§ **What is needed**: Report each line of the records below that uses the word "image".

§ **Records excerpted from a collection**:
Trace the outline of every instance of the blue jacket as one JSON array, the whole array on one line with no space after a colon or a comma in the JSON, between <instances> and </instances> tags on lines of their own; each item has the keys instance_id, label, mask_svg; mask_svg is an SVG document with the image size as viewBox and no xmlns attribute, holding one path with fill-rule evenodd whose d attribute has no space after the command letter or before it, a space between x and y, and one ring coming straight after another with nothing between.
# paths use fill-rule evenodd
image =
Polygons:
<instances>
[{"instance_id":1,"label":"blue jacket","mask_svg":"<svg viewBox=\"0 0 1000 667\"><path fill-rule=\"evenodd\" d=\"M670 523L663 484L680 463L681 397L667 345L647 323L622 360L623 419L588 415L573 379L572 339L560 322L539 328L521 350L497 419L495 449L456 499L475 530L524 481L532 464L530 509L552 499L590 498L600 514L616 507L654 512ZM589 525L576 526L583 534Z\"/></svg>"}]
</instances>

§ **Expected answer**:
Trace the outline of every instance of the blue jacket as one JSON array, the whole array on one line with no space after a colon or a comma in the JSON, between <instances> and </instances> tags on lines of their own; each item has the keys instance_id, label, mask_svg; mask_svg is an SVG document with the image size as viewBox and no xmlns attribute, holding one path with fill-rule evenodd whose d attribute has no space after the command letter or before it, a space between x and y, and one ring coming straight after another with nothing between.
image =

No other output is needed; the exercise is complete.